— Problem details —
Reproduce every one of the rows below word for word, altering nothing.

Stored entries
__________________________________________________

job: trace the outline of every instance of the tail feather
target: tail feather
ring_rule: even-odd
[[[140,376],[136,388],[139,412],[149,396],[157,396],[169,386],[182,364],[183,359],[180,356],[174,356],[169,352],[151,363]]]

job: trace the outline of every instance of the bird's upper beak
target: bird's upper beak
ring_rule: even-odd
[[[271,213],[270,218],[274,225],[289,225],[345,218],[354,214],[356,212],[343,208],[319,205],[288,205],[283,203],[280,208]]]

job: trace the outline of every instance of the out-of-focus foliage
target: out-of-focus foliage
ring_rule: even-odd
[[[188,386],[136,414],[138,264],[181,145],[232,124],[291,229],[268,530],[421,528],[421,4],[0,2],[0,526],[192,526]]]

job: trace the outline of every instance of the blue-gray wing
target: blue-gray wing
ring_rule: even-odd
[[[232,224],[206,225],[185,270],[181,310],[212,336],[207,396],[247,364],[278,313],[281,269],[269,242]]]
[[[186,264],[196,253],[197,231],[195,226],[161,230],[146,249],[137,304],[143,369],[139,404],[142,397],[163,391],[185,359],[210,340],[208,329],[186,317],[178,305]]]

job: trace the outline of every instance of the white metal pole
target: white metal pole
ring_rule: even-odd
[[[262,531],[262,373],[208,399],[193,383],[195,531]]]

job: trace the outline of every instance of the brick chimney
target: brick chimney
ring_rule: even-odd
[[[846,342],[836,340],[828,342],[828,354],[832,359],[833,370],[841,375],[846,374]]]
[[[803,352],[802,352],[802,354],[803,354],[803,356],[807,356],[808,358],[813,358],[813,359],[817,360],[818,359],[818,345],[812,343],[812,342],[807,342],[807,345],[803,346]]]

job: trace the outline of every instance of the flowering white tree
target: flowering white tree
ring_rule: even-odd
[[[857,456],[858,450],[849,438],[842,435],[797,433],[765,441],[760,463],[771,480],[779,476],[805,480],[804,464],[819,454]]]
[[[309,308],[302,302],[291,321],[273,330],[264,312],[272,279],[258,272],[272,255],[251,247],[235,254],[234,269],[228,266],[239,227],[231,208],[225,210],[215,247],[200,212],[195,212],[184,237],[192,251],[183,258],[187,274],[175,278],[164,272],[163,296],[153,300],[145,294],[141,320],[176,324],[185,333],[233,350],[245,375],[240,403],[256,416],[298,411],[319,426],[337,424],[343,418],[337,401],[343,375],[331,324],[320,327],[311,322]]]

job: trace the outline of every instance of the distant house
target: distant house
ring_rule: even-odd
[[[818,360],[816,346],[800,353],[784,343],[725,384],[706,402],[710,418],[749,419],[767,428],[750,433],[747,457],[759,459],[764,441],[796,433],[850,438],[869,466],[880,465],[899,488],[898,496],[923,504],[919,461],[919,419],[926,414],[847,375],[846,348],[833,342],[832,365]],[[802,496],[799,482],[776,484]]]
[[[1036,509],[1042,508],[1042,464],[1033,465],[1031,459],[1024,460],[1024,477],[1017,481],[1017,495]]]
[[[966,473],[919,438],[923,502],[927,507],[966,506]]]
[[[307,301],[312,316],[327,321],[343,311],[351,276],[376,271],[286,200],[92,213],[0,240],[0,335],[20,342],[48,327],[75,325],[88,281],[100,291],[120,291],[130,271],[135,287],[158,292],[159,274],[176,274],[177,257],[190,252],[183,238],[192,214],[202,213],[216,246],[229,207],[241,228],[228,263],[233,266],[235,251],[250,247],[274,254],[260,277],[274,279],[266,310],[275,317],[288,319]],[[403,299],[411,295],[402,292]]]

__________________________________________________

— The output —
job: trace the outline of every instance of the tail feather
target: tail feather
ring_rule: even-odd
[[[140,376],[136,388],[139,412],[149,396],[157,396],[169,386],[182,364],[183,359],[180,356],[174,356],[169,352],[151,363]]]

job: trace the outline of every instance of the bird's upper beak
target: bird's upper beak
ring_rule: even-odd
[[[271,213],[270,218],[274,225],[289,225],[345,218],[354,214],[356,212],[343,208],[319,205],[288,205],[283,203],[280,208]]]

job: trace the outline of every instance of the out-of-focus foliage
target: out-of-focus foliage
ring_rule: even-odd
[[[188,386],[136,414],[138,264],[181,145],[232,124],[291,229],[268,530],[421,528],[421,4],[0,2],[0,526],[192,526]]]

job: trace the outline of every instance of the blue-gray wing
target: blue-gray wing
ring_rule: even-odd
[[[232,224],[206,225],[185,270],[181,310],[212,336],[207,396],[247,364],[278,313],[281,269],[269,242]]]
[[[186,264],[196,253],[197,231],[195,226],[161,230],[146,249],[137,304],[143,369],[139,404],[142,397],[163,391],[185,359],[210,340],[208,329],[186,317],[178,305]]]

job: trace the outline of every instance of the white metal pole
target: white metal pole
ring_rule: even-odd
[[[262,531],[262,373],[208,399],[193,383],[195,531]]]

job: trace the outline of every instance of the brick chimney
target: brick chimney
ring_rule: even-odd
[[[846,342],[836,340],[828,342],[828,354],[832,359],[833,370],[841,375],[846,374]]]
[[[803,352],[802,352],[802,354],[803,354],[803,356],[807,356],[808,358],[813,358],[813,359],[817,360],[818,359],[818,345],[812,343],[812,342],[807,342],[807,345],[803,346]]]

job: trace the outline of every instance of the flowering white tree
target: flowering white tree
ring_rule: even-odd
[[[857,456],[858,450],[849,438],[842,435],[797,433],[765,441],[760,463],[771,480],[779,476],[805,480],[804,464],[819,454]]]
[[[309,308],[302,302],[291,321],[273,330],[264,312],[272,279],[258,272],[272,255],[251,247],[235,254],[234,269],[228,266],[239,227],[231,208],[225,210],[215,247],[200,212],[195,212],[184,237],[192,251],[183,258],[187,274],[175,278],[164,272],[163,296],[153,300],[145,294],[141,320],[176,324],[185,333],[233,350],[245,375],[240,403],[256,416],[298,411],[319,426],[337,424],[343,418],[337,401],[343,375],[331,324],[320,327],[311,322]]]

job: trace the outline of every instance of the distant house
target: distant house
ring_rule: even-odd
[[[818,360],[816,346],[800,353],[784,343],[725,384],[706,402],[710,418],[749,419],[767,428],[750,433],[747,457],[759,459],[764,441],[796,433],[850,438],[869,466],[880,465],[899,488],[898,496],[923,504],[919,461],[919,419],[926,414],[847,375],[846,348],[833,342],[832,365]],[[802,496],[799,482],[776,484]]]
[[[1036,509],[1042,508],[1042,464],[1033,465],[1031,459],[1024,460],[1024,477],[1017,481],[1017,495]]]
[[[966,473],[919,438],[923,502],[927,507],[966,506]]]
[[[307,301],[312,316],[327,321],[343,311],[351,276],[376,271],[286,200],[92,213],[0,240],[0,335],[20,342],[48,327],[75,325],[88,281],[100,291],[120,291],[130,271],[135,287],[158,292],[159,274],[176,274],[177,257],[190,252],[183,238],[192,214],[202,213],[216,246],[229,207],[241,228],[228,263],[233,266],[235,251],[250,247],[274,254],[260,277],[274,279],[266,310],[275,317],[288,319]],[[403,299],[411,295],[402,292]]]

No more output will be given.